Records for processing:

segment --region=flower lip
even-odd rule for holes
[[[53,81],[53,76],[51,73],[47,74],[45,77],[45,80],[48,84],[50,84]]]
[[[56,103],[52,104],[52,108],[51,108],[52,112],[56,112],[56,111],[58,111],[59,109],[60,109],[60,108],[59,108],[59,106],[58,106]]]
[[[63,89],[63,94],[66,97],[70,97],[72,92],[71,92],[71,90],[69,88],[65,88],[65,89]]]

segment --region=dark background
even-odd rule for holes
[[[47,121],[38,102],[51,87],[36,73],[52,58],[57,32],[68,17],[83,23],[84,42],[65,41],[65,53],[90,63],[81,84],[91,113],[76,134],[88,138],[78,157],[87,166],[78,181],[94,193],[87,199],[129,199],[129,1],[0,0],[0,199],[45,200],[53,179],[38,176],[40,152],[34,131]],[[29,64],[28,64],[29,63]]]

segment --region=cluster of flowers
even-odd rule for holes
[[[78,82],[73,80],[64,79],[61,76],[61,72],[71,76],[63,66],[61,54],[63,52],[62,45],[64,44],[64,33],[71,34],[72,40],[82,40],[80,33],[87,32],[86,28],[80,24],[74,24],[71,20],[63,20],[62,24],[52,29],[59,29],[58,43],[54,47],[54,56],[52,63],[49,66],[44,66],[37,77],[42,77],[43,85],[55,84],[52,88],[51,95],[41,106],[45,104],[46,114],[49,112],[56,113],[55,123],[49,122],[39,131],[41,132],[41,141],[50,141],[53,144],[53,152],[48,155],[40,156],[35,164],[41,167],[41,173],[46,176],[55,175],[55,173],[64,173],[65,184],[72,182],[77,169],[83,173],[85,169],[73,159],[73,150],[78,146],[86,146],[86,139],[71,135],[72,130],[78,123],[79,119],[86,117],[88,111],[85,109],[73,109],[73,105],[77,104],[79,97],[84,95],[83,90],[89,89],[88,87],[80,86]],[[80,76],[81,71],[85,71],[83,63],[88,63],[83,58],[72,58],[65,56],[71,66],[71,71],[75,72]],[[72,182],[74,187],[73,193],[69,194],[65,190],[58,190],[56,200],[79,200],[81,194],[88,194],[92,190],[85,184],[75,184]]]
==
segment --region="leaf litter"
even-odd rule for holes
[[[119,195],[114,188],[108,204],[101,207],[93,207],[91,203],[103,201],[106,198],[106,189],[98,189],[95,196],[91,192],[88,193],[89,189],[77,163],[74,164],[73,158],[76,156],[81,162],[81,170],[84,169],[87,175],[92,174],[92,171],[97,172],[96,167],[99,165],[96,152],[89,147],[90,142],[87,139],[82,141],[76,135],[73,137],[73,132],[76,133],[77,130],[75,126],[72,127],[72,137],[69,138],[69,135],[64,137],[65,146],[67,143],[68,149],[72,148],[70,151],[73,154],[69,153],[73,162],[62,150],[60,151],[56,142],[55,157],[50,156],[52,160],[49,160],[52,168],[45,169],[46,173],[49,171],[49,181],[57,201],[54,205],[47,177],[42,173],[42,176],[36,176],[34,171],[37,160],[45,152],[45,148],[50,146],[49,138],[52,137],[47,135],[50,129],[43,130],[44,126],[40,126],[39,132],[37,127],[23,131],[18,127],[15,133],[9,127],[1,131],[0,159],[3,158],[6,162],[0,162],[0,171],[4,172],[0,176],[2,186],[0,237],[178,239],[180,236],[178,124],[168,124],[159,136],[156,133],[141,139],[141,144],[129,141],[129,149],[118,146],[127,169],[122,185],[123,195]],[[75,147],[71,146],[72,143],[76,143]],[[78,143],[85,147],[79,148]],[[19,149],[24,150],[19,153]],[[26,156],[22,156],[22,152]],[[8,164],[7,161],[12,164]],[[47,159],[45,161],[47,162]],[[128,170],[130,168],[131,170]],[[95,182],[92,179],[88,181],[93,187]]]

Exercise directions: Return each line above that contains the string "segment". Case counts.

Result:
segment --region=flower lip
segment --region=dark background
segment --region=cluster of flowers
segment --region="leaf litter"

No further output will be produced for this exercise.